## Passage given
# # # # # # #
Tuning NVCC for your CUDA kernel#
In this section, we walk through optimizing the runtime of a CUDA reduction kernel by tuning NVCC compiler controls with CompileIQ.
The example code can be found in our repo here.
CUDA Reduction Example#
This example uses a self-contained CUDA reduction kernel (reduction.cu) that sums 64M integers using shared memory and warp shuffle. CompileIQ tunes the NVCC compiler controls via --apply-controls to minimize runtime.
What you’ll need:
A Python environment with CompileIQ installed
CUDA Toolkit (CTK) 13.3+
A GPU (Blackwell sm_100 by default, adjustable via
--arch)
Building the objective function#
The objective function receives a hex-encoded compiler configuration from CompileIQ, writes it to a temporary file, compiles the kernel with --apply-controls, runs it, and returns the execution time:
from compileiq.types import INVALID_SCORE
def objective(config_blob: str) -> float:
with tempfile.NamedTemporaryFile(suffix=".bin", delete=False) as f:
f.write(bytes.fromhex(config_blob))
# # # # # # #
Resume the NVCC tuning walkthrough from the point where it stops.
# # # # # # #
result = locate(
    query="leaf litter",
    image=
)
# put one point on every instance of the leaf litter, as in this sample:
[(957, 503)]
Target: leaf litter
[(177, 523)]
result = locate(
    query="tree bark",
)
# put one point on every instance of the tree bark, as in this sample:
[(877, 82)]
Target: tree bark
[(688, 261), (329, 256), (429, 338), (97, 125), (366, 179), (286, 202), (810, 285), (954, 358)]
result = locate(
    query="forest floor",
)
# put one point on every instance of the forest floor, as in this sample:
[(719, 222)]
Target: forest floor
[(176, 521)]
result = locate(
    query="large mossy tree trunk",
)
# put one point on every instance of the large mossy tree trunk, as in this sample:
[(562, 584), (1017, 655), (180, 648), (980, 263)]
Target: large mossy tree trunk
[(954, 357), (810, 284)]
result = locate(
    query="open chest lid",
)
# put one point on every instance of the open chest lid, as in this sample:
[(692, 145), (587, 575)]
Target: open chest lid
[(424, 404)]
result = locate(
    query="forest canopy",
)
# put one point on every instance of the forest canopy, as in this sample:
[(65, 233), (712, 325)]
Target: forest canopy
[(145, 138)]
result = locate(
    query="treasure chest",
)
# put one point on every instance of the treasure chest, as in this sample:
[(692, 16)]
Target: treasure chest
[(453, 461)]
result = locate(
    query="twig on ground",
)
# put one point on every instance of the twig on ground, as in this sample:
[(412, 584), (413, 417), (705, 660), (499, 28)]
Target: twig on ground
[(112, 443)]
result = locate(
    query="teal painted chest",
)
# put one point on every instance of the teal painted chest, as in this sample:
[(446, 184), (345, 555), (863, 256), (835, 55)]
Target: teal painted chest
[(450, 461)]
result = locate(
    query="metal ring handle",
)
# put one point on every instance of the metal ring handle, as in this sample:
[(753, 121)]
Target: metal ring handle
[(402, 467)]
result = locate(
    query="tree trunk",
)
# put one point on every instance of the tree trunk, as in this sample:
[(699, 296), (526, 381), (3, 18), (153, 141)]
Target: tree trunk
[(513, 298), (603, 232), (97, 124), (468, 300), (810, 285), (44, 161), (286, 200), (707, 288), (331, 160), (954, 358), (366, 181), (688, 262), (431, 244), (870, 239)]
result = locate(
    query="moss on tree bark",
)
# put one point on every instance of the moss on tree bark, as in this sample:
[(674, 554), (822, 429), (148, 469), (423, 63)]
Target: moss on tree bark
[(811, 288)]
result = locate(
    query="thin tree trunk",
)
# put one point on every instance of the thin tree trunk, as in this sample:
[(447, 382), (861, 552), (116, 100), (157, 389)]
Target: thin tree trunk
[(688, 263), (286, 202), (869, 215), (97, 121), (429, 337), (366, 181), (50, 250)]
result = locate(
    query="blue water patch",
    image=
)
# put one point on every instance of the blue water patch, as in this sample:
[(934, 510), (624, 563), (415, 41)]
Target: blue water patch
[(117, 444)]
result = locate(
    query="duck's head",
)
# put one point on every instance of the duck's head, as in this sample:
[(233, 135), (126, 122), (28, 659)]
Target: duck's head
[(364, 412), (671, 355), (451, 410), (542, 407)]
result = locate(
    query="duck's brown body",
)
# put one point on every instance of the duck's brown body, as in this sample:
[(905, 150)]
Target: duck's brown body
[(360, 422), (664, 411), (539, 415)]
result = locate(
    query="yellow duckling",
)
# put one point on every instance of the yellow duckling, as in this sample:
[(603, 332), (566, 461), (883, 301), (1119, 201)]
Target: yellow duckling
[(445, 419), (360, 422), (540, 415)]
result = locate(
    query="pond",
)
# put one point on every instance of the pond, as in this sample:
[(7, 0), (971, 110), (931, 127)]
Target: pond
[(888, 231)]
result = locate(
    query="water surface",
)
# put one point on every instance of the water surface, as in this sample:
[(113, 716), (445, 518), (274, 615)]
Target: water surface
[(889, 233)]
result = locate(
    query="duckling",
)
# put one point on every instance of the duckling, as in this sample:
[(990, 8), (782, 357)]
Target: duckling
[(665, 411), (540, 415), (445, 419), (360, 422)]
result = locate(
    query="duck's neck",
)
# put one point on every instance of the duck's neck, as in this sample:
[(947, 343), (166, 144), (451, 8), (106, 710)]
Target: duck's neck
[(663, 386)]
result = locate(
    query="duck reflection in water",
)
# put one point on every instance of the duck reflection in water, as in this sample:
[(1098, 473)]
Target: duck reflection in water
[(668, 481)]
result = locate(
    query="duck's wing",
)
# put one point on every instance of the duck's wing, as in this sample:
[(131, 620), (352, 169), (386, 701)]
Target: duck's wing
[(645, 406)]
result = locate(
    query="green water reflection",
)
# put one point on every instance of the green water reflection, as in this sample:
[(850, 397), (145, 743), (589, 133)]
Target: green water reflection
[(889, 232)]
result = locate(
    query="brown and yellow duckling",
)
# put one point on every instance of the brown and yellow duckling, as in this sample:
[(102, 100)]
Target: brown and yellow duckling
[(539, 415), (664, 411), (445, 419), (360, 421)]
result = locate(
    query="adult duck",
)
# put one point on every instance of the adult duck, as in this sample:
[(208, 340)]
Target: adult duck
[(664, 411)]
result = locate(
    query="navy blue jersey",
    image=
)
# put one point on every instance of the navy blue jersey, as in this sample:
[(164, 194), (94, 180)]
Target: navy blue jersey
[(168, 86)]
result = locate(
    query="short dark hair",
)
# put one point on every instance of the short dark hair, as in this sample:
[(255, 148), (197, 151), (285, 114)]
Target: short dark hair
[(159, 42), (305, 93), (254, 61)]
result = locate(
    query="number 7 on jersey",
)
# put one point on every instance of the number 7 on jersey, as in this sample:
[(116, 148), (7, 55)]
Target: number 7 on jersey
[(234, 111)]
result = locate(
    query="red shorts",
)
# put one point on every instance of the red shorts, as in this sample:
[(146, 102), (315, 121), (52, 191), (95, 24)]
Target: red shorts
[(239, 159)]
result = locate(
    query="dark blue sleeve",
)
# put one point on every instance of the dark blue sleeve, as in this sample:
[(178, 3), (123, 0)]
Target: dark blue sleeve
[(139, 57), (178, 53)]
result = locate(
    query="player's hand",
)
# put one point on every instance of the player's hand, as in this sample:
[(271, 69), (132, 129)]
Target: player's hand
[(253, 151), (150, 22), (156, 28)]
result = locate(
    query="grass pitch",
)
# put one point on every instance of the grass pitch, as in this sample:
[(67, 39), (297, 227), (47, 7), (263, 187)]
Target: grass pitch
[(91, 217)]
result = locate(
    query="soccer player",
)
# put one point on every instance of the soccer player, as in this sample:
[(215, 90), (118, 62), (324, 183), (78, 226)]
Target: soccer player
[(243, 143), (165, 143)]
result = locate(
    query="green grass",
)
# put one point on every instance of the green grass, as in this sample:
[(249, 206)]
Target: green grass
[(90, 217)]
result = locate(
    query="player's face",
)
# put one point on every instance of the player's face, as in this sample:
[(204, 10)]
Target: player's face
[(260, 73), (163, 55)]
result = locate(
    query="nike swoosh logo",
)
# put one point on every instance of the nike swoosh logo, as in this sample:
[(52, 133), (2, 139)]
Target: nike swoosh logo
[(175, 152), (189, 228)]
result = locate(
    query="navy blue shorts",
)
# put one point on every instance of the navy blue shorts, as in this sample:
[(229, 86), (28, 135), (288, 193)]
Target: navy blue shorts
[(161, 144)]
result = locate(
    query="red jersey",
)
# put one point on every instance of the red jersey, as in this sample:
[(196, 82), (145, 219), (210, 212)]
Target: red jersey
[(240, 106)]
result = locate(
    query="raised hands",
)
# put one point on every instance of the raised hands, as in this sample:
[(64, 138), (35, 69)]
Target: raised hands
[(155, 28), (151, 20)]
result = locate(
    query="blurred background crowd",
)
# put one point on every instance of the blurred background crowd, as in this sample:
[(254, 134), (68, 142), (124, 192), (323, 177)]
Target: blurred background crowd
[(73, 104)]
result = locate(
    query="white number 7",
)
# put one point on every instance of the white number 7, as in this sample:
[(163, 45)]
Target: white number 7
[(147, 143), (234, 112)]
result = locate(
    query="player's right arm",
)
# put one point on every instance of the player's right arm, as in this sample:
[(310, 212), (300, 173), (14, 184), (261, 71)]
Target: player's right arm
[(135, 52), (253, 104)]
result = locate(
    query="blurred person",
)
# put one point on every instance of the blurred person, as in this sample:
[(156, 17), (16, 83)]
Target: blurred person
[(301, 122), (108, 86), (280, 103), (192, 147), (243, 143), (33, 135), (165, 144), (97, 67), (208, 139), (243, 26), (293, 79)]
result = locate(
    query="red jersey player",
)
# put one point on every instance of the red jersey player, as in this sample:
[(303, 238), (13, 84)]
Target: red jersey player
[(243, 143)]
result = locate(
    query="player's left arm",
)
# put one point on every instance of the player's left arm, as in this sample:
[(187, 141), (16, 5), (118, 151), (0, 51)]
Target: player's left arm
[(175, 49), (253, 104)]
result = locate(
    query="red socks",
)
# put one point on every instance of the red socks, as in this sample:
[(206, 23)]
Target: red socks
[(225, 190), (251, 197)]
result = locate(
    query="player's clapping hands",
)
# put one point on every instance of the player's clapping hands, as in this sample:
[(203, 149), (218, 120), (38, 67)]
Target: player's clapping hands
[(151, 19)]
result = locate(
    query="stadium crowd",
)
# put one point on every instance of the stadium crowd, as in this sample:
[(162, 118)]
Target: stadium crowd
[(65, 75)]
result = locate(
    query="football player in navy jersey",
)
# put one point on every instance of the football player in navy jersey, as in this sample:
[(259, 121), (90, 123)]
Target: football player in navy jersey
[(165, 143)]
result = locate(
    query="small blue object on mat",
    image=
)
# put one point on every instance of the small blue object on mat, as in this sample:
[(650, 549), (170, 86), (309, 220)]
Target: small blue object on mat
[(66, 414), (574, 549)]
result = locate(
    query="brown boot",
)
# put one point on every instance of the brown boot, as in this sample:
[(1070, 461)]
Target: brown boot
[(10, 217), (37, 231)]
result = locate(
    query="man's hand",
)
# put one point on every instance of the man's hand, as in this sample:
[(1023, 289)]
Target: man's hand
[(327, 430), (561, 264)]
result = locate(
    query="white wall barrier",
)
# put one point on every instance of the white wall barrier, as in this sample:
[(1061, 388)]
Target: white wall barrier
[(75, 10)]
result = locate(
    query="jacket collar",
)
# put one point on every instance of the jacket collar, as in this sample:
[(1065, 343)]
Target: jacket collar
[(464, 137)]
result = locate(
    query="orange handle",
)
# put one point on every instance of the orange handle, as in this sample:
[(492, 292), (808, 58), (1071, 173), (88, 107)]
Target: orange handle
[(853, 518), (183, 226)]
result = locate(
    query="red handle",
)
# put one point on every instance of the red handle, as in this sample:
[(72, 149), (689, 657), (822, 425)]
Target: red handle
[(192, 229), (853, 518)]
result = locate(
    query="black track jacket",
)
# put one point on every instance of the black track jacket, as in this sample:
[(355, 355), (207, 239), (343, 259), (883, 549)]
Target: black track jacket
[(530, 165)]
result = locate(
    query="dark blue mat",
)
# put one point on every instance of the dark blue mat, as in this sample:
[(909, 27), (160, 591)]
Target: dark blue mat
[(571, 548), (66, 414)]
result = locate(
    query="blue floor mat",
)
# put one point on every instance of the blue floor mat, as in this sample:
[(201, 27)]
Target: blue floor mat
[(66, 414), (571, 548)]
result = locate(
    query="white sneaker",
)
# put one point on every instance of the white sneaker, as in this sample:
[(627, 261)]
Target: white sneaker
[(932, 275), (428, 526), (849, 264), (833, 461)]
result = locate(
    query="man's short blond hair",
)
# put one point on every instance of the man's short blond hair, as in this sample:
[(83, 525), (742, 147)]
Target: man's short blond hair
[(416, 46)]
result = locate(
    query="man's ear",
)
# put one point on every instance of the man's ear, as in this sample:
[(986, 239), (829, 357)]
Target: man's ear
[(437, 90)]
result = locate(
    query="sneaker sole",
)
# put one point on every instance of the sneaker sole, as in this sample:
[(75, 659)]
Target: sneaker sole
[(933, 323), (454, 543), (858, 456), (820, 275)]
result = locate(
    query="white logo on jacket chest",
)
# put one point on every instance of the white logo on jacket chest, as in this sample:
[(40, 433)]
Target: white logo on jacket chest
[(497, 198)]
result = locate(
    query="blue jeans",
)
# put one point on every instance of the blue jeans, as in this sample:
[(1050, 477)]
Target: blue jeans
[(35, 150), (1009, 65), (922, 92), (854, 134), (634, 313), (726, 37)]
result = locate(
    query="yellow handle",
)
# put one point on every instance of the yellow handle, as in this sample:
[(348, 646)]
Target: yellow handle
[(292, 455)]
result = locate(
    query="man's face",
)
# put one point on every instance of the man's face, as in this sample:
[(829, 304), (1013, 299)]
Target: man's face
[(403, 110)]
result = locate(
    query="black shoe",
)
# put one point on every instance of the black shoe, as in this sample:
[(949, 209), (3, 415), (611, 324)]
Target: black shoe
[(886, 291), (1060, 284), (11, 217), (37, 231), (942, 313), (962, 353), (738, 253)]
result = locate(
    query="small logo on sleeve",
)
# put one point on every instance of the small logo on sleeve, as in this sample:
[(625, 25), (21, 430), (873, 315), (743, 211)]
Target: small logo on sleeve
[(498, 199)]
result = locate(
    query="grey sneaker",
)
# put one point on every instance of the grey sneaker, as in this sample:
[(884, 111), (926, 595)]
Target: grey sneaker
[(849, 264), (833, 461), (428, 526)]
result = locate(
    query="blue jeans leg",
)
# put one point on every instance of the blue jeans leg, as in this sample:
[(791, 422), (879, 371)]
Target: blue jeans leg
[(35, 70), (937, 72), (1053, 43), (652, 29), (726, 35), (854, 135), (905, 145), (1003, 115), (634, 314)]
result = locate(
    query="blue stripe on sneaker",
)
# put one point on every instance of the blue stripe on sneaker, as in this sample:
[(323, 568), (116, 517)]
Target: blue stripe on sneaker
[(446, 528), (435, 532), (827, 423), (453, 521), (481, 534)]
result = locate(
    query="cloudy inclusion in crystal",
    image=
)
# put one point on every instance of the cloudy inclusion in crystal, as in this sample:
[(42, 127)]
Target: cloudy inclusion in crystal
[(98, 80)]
# # # # # # #
## Task answer
config_path = Path(f.name)
try:
result = build_and_run(arch, config_path)
return result["mean_ms"] if result["success"] else INVALID_SCORE
finally:
config_path.unlink(missing_ok=True)
The build_and_run helper compiles in a single step and benchmarks:
subprocess.run([nvcc, "-arch=sm_100", "-O3", "-std=c++17",
"--apply-controls", str(config_file),
"reduction.cu", "-o", str(exe)], ...)
As described in our Safety Section, the objective includes timeouts, correctness checking ("Test passed" validation), and returns INVALID_SCORE on any failure.
Configuring the search#
The search space is fetched automatically based on the detected CUDA version:
from compileiq.search_spaces.compilers import NvccSearchSpace
cuda_version = re.search(r"release (\d+\.\d+),", version_output).group(1)
search_space = NvccSearchSpace(version=cuda_version)
config = SearchConfiguration(
problem_type=ProblemType.MIN,
generations=10,
pool_size=15,
)
tuner = Search(
objective_function=objective,
search_space=search_space,
search_config=config,
)
results = tuner.start(num_workers=1)
The script automatically runs a baseline (no compiler controls), then reports the speedup achieved by the best configuration found.
Running the example#
# Run optimization
python optimize_reduction.py --arch sm_100
# Benchmark the saved config
python optimize_reduction.py --benchmark-only \
--nvcc-options "--apply-controls reduction_best_config.bin"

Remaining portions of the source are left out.